*KUTIPAN DOKUMEN*:

Ibu dan anak ini menjalankan bisnis produksi beras di Lampung. Mereka merugi hampir Rp 700 juta karena truk beserta beras yang tengah diangkut dirampok saat perjalanan dari Lampung ke Prabumulih, Sumatera Selatan.
Polisi menjadi satu-satunya harapan untuk mengusut peristiwa perampokan itu. Akan tetapi, belum ada perkembangan dari pelaporan yang disampaikan Gandini dan Tommy sejak tiga bulan lalu.
Peristiwa itu berawal pada tanggal 19 Juni 2017. Gandini yang memiliki gudang di Metro, Lampung, menyuruh tiga sopirnya, LS, Sm, dan Kc mengantar sebanyak 25,5 ton beras hasil produksi sendiri ke sebuah toko di Pasar Prabumulih, Sumatera Selatan.
Tanggal 20 Juni 2017 pagi, Gandini mengecek salah seorang sopirnya, Kc, untuk menanyakan apakah beras tersebut sudah sampai di tempat tujuan.
“Kc bilang, dia lagi bongkar beras di toko. Tapi dua truk yang lain enggak tahu ke mana. Dia bilang, tadi malam memang jaraknya berjauh-jauhan di daerah Lubuk Batang. Tapi sampai pagi itu, enggak muncul-muncul,” ujar Gandini kepada Kompas.com di Jakarta, Senin (18/9/2017).
Gandini kemudian menelepon dua sopir lainnya, LS dan Sm, namun tidak kunjung tersambung.
Keesokan harinya, 21 Juni 2017, ia baru mengetahui bahwa kedua truknya dirampok. Informasi itu diperoleh dari seorang sopirnya yang lain.
Pelaku disebut menelantarkan kedua sopir dengan tangan terikat dan mata tertutup di daerah Bayunglincir (perbatasan Jambi-Palembang atau sekitar delapan jam dari Palembang).
“Sopir yang dirampok itu baru telepon saya tanggal 21 Juni. Dia telepon suami saya melapor bahwa dirampok. Truk dipepet Avanza kemudian ditembaki. Tangan dan kakinya lalu diikat dan matanya ditutup. Sopirnya dibuang di tempat yang jauh, begitu dia bilangnya,” ujar Gandini.
Malam itu juga, Tommy, anak Gandini, langsung menuju lokasi dan melaporkan kejadian tersebut ke Polsek Lubuk Batang.
Namun, laporan ditolak dengan alasan pelapor harus korban alias sopir. Sementara, saat itu kedua sopir yang menjadi korban tengah berada dalam perjalanan ke Lubuk Batang dari lokasi mereka ditelantarkan perampok.
Tommy juga sempat mencoba membuat laporan ke Polda Sumatera Selatan. Namun, petugas lagi-lagi menolaknya tanpa alasan yang jelas.
Petugas Polda juga menyarankan agar laporan dilayangkan ke Polsek. Alhasil, laporan polisi resmi baru dibuat pada tanggal 22 Juni 2017.
Tiga bulan berlalu, hingga saat ini, Gandini belum menerima kabar apapun dari polisi mengenai perkembangan kasusnya.

*CATATAN YANG DISEDIAKAN*:

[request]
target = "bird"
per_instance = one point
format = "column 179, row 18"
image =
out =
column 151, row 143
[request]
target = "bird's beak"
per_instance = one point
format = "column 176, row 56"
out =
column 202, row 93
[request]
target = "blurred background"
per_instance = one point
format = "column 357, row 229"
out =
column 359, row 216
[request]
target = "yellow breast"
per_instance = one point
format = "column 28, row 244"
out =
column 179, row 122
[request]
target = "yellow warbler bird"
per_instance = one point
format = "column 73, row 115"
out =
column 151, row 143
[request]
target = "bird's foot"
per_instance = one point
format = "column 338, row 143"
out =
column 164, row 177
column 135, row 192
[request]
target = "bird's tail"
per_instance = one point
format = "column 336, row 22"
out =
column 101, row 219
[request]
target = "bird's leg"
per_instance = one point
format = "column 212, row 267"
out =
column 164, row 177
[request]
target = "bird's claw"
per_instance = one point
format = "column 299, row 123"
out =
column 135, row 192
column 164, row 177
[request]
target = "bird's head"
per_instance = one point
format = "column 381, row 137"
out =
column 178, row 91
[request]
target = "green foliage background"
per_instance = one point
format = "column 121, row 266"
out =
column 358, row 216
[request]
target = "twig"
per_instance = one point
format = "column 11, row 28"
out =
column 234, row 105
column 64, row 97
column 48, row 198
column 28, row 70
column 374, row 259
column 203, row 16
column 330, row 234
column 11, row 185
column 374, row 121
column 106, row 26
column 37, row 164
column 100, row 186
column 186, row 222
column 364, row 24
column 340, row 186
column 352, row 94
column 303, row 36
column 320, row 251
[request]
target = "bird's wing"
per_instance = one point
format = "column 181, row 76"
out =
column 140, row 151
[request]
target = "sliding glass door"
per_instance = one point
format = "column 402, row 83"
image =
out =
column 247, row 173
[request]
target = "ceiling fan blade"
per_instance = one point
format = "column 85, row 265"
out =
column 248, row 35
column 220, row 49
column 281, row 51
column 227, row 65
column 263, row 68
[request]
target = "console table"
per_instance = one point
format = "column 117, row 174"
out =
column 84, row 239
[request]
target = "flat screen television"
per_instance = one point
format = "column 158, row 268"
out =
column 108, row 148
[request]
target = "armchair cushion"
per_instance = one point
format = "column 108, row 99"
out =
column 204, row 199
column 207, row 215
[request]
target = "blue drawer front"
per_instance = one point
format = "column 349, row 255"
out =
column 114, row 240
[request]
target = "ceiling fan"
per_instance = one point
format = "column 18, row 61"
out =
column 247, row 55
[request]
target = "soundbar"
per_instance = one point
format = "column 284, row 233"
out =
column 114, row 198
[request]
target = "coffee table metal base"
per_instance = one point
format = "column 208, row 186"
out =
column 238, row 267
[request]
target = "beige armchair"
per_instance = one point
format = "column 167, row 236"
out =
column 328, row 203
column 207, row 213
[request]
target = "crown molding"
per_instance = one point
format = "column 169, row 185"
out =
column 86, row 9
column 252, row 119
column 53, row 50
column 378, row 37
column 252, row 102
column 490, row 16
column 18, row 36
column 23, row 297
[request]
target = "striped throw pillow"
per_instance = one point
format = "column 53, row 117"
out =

*ARAHAN TUGAS*:
A. Jawablah pertanyaan berikut berdasarkan berita tentang perampokan truk beras, dengan menandai setiap jawaban seperti pertanyaannya.
(i) Berapa ton beras yang disuruh Gandini untuk diantar ke Pasar Prabumulih?
(ii) Di kota mana Gandini memiliki gudang?
(iii) Pada tanggal berapa laporan polisi resmi baru dibuat?
B. Masukkan baris-baris catatan, mulai dari awal catatan hingga baris yang memuat "column 202, row 93" (inklusif), ke dalam daftar JSON berisi string, satu string untuk setiap baris dan tanpa baris kosong.

*JAWABAN TERTULIS*:
A.
(i) 25,5 ton.
(ii) Metro, Lampung.
(iii) 22 Juni 2017.

B.
[
  "[request]",
  "target = \"bird\"",
  "per_instance = one point",
  "format = \"column 179, row 18\"",
  "image =",
  "out =",
  "column 151, row 143",
  "[request]",
  "target = \"bird's beak\"",
  "per_instance = one point",
  "format = \"column 176, row 56\"",
  "out =",
  "column 202, row 93"
]